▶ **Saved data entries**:
%%

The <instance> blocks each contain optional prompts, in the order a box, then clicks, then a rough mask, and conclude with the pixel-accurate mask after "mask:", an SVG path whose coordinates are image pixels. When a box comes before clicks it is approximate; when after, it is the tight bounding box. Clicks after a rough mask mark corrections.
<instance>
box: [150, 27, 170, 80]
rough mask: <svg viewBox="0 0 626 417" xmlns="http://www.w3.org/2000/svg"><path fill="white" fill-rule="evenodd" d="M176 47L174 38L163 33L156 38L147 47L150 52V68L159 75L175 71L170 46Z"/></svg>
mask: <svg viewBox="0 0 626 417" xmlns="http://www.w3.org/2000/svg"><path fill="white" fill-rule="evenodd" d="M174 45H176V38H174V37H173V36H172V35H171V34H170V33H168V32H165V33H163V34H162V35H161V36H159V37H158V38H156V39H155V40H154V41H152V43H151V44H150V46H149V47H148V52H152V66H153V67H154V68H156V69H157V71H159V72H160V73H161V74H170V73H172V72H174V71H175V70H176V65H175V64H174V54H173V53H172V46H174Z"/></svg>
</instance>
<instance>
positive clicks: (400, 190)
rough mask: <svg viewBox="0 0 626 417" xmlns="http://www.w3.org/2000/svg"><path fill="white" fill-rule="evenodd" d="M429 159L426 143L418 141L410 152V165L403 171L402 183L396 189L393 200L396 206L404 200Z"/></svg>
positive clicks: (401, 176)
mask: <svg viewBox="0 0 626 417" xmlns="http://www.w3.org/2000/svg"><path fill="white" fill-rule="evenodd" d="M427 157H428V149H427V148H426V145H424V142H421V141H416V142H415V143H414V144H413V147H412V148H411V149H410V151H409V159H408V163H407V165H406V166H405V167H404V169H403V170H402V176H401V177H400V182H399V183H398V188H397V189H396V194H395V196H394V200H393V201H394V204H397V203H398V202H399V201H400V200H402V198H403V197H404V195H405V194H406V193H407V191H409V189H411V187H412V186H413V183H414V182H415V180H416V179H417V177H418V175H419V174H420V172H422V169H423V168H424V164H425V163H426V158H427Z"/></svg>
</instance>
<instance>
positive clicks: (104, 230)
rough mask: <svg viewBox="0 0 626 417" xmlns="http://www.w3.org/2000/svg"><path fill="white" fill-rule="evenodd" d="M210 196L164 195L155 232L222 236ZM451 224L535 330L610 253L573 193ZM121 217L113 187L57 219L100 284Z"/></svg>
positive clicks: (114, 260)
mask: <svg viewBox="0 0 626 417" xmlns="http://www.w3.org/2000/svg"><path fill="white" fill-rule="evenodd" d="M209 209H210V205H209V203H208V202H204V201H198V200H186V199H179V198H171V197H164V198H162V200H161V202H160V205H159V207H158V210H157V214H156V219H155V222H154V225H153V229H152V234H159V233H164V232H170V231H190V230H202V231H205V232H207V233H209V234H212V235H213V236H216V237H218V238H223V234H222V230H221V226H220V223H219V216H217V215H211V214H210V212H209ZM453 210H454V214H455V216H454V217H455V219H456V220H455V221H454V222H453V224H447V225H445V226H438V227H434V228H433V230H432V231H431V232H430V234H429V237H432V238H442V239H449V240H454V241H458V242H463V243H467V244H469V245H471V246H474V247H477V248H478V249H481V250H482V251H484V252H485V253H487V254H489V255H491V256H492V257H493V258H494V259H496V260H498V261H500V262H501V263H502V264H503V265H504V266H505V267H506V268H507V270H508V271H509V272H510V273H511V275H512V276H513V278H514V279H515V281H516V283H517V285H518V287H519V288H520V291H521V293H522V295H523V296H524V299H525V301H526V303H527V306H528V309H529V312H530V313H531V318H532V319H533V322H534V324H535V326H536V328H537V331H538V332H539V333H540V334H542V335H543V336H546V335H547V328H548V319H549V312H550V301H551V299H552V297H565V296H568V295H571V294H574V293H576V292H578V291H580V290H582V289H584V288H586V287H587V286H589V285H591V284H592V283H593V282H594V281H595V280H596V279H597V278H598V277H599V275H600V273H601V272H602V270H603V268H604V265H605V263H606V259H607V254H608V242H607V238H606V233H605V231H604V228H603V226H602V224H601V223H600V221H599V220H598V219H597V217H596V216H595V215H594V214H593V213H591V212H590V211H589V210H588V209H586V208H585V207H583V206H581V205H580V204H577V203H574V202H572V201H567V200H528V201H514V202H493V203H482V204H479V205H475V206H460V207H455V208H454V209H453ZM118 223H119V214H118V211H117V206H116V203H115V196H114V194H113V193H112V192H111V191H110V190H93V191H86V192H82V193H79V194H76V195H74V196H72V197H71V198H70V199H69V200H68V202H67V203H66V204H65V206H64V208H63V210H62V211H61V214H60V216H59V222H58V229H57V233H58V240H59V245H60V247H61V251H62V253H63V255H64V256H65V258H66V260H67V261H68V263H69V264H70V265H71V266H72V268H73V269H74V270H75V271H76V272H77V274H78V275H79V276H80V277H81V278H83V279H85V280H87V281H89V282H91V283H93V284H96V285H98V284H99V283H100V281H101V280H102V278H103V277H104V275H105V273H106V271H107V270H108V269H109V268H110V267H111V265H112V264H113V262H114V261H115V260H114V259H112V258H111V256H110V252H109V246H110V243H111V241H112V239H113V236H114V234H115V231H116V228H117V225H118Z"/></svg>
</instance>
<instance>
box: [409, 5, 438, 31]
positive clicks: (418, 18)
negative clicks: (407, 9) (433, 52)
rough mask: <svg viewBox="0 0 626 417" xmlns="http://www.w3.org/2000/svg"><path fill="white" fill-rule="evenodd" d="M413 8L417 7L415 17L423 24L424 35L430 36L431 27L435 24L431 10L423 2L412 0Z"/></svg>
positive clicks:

%%

▶ **Problem to solve**: Arrange every line of the records above as a Markdown table with the columns "No." and "Text", numbering each row and omitting blank lines.

▶ **Problem solution**:
| No. | Text |
|---|---|
| 1 | The <instance> blocks each contain optional prompts, in the order a box, then clicks, then a rough mask, and conclude with the pixel-accurate mask after "mask:", an SVG path whose coordinates are image pixels. When a box comes before clicks it is approximate; when after, it is the tight bounding box. Clicks after a rough mask mark corrections. |
| 2 | <instance> |
| 3 | box: [150, 27, 170, 80] |
| 4 | rough mask: <svg viewBox="0 0 626 417" xmlns="http://www.w3.org/2000/svg"><path fill="white" fill-rule="evenodd" d="M176 47L174 38L163 33L156 38L147 47L150 52V68L159 75L175 71L170 46Z"/></svg> |
| 5 | mask: <svg viewBox="0 0 626 417" xmlns="http://www.w3.org/2000/svg"><path fill="white" fill-rule="evenodd" d="M174 45H176V38H174V37H173V36H172V35H171V34H170V33H168V32H165V33H163V34H162V35H161V36H159V37H158V38H156V39H155V40H154V41H152V43H151V44H150V46H149V47H148V52H152V66H153V67H154V68H156V69H157V71H159V72H160V73H161V74H170V73H172V72H174V71H175V70H176V65H175V64H174V54H173V53H172V46H174Z"/></svg> |
| 6 | </instance> |
| 7 | <instance> |
| 8 | positive clicks: (400, 190) |
| 9 | rough mask: <svg viewBox="0 0 626 417" xmlns="http://www.w3.org/2000/svg"><path fill="white" fill-rule="evenodd" d="M429 159L426 143L418 141L410 152V165L403 171L402 183L396 189L393 200L396 206L404 200Z"/></svg> |
| 10 | positive clicks: (401, 176) |
| 11 | mask: <svg viewBox="0 0 626 417" xmlns="http://www.w3.org/2000/svg"><path fill="white" fill-rule="evenodd" d="M427 157H428V149H427V148H426V145H424V142H421V141H416V142H415V143H414V144H413V147H412V148H411V149H410V151H409V159H408V163H407V165H406V166H405V167H404V169H403V170H402V176H401V177H400V182H399V183H398V188H397V189H396V194H395V196H394V200H393V201H394V204H397V203H398V202H399V201H400V200H402V198H403V197H404V195H405V194H406V193H407V191H409V189H411V187H412V186H413V183H414V182H415V180H416V179H417V177H418V175H419V174H420V172H422V169H423V168H424V164H425V163H426V158H427Z"/></svg> |
| 12 | </instance> |
| 13 | <instance> |
| 14 | positive clicks: (104, 230) |
| 15 | rough mask: <svg viewBox="0 0 626 417" xmlns="http://www.w3.org/2000/svg"><path fill="white" fill-rule="evenodd" d="M210 196L164 195L155 232L222 236ZM451 224L535 330L610 253L573 193ZM121 217L113 187L57 219L100 284Z"/></svg> |
| 16 | positive clicks: (114, 260) |
| 17 | mask: <svg viewBox="0 0 626 417" xmlns="http://www.w3.org/2000/svg"><path fill="white" fill-rule="evenodd" d="M209 209H210V205H209V203H208V202H204V201H198V200H186V199H179V198H171V197H164V198H162V200H161V202H160V205H159V207H158V210H157V214H156V219H155V222H154V225H153V229H152V234H159V233H164V232H170V231H190V230H202V231H205V232H207V233H209V234H212V235H213V236H216V237H218V238H223V234H222V230H221V226H220V223H219V216H217V215H211V214H210V212H209ZM453 210H454V214H455V216H454V217H455V219H456V220H455V221H454V222H453V224H447V225H445V226H438V227H434V228H433V230H432V231H431V232H430V234H429V237H432V238H442V239H449V240H454V241H458V242H463V243H467V244H469V245H471V246H474V247H477V248H478V249H481V250H482V251H484V252H485V253H487V254H489V255H491V256H492V257H493V258H494V259H496V260H498V261H500V262H501V263H502V264H503V265H504V266H505V267H506V268H507V270H508V271H509V272H510V273H511V275H512V276H513V278H514V279H515V281H516V283H517V285H518V287H519V288H520V291H521V293H522V295H523V296H524V299H525V301H526V303H527V306H528V309H529V312H530V313H531V318H532V319H533V322H534V324H535V326H536V328H537V331H538V332H539V333H540V334H542V335H543V336H546V335H547V328H548V319H549V312H550V301H551V299H552V297H565V296H568V295H571V294H574V293H576V292H578V291H580V290H582V289H584V288H586V287H587V286H589V285H591V284H592V283H593V282H594V281H595V280H596V279H597V278H598V277H599V275H600V273H601V272H602V270H603V268H604V265H605V263H606V259H607V254H608V242H607V238H606V233H605V231H604V228H603V226H602V224H601V223H600V221H599V220H598V219H597V217H596V216H595V215H594V214H593V213H591V212H590V211H589V210H588V209H586V208H585V207H583V206H581V205H580V204H577V203H574V202H572V201H567V200H528V201H514V202H493V203H482V204H479V205H475V206H460V207H455V208H454V209H453ZM118 223H119V214H118V211H117V206H116V203H115V196H114V194H113V193H112V192H111V191H110V190H93V191H86V192H82V193H79V194H76V195H74V196H72V197H71V198H70V199H69V200H68V202H67V203H66V204H65V206H64V208H63V210H62V211H61V214H60V216H59V222H58V229H57V233H58V240H59V245H60V247H61V251H62V253H63V255H64V256H65V258H66V260H67V261H68V263H69V264H70V265H71V266H72V268H73V269H74V270H75V271H76V272H77V274H78V275H79V276H80V277H81V278H83V279H85V280H87V281H89V282H91V283H93V284H96V285H98V284H99V283H100V281H101V280H102V278H103V277H104V275H105V273H106V271H107V270H108V269H109V268H110V267H111V265H112V264H113V262H114V261H115V260H114V259H112V258H111V256H110V252H109V246H110V243H111V241H112V239H113V236H114V234H115V231H116V228H117V225H118Z"/></svg> |
| 18 | </instance> |
| 19 | <instance> |
| 20 | box: [409, 5, 438, 31] |
| 21 | positive clicks: (418, 18) |
| 22 | negative clicks: (407, 9) (433, 52) |
| 23 | rough mask: <svg viewBox="0 0 626 417" xmlns="http://www.w3.org/2000/svg"><path fill="white" fill-rule="evenodd" d="M413 8L417 7L415 17L423 24L424 35L430 36L431 27L435 24L431 10L423 2L412 0Z"/></svg> |
| 24 | positive clicks: |